_What the task requires_
Write the next part of the RX anomaly detection tutorial below, starting right after its last sentence.

── Passage given

Skip to content

Status: Needs Review

This page has not been reviewed for accuracy and completeness. Content may be outdated or contain errors.


Tutorial: RX Statistical Anomaly Detection

Learn how to build a complete anomaly detection pipeline using the RX (Reed-Xiaoli) detector with statistical initialization.

Overview

What You'll Learn:

  • Loading and preprocessing hyperspectral data with CUVIS.AI nodes
  • Building a statistical anomaly detection pipeline
  • Initializing detectors with statistical training
  • Evaluating results with metrics and visualization
  • Saving and exporting trained pipelines

Prerequisites:

Time: ~25 minutes

Perfect for: Users new to CUVIS.AI who want to understand statistical-only training workflows and anomaly detection fundamentals.


Background

What is RX Detection?

The RX (Reed-Xiaoli) detector is a classical anomaly detection algorithm for hyperspectral imaging. It identifies anomalies by measuring how unusual each pixel's spectrum is compared to the background distribution.

Key Concept: RX uses the Mahalanobis distance to compute anomaly scores:

\[ RX(x) = (x - \mu)^T \Sigma^{-1} (x - \mu) \]

Where: - \(x\) is the pixel spectrum - \(\mu\) is the background mean spectrum - \(\Sigma\) is the covariance matrix

Higher scores indicate pixels that are spectrally different from the background.

When to Use RX Detection

Use RX when: - You need unsupervised anomaly detection - Background follows a Gaussian distribution - You have hyperspectral or multispectral data - You want a fast, interpretable baseline

Don't use RX when: - Background is highly non-Gaussian - You need deep contextual reasoning - You have limited initialization data

RX in CUVIS.AI

CUVIS.AI implements RX as a statistical node that: 1. Collects background statistics during initialization 2. Computes covariance and mean from initialization data 3. Calculates Mahalanobis distance for new data 4. Outputs anomaly scores (higher = more anomalous)

────
── Given material

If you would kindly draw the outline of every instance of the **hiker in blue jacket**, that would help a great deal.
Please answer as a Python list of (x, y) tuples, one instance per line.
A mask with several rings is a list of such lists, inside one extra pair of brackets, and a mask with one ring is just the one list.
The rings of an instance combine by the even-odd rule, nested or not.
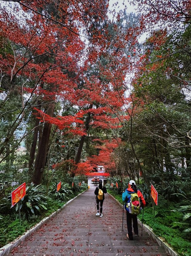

────

_The result_
Step 1: Setup and Data Loading

Environment Setup

First, ensure cuvis-ai is installed:

pip install cuvis-ai

Understanding the Data

This tutorial uses the Lentils Anomaly Dataset, which contains hyperspectral cubes with 5 classes:

Class ID Name Normal/Anomaly
0 Unlabeled Normal
1 Lentils_black Normal
2 Lentils_brown Anomaly
3 Stone Anomaly
4 Background Anomaly

We'll treat classes 0 and 1 as "normal" and detect brown lentils, stones, and background as anomalies.

Data Loading with LentilsAnomalyDataNode

from pathlib import Path
from cuvis_ai.node.data import LentilsAnomalyDataNode
from cuvis_ai_core.data.datasets import SingleCu3sDataModule
from cuvis_ai_core.pipeline.pipeline import CuvisPipeline

# Initialize datamodule
datamodule = SingleCu3sDataModule(
    data_dir="data/lentils",
    batch_size=4,
    num_workers=0,
)
datamodule.setup(stage="fit")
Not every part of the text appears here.